⟨

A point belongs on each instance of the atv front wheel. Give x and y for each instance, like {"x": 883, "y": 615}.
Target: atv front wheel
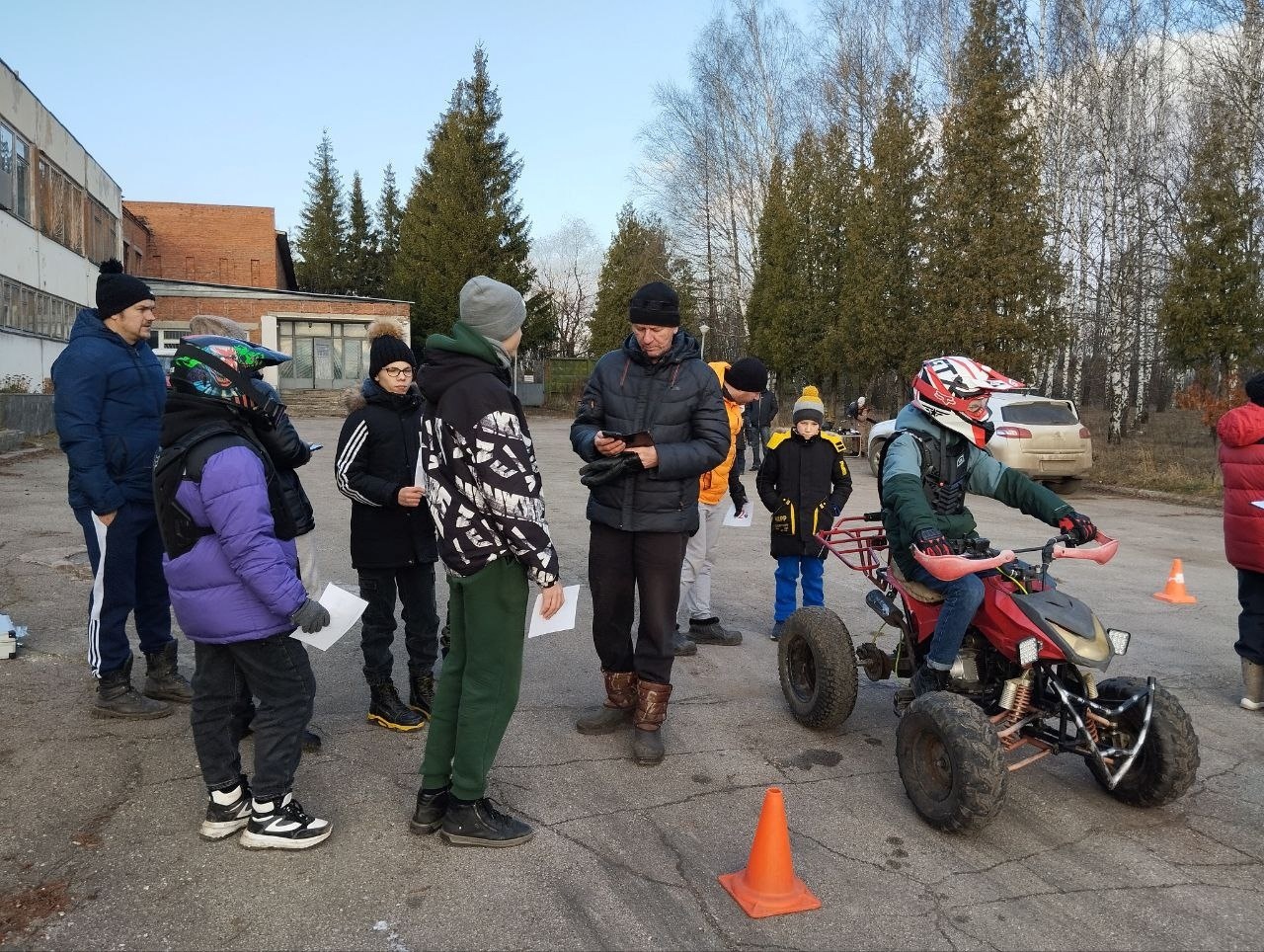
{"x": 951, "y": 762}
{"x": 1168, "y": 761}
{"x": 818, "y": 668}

⟩

Goal: Count how many lines of the rows above contain the string "front", matching case exactly, and reply with only that number.

The reply: 2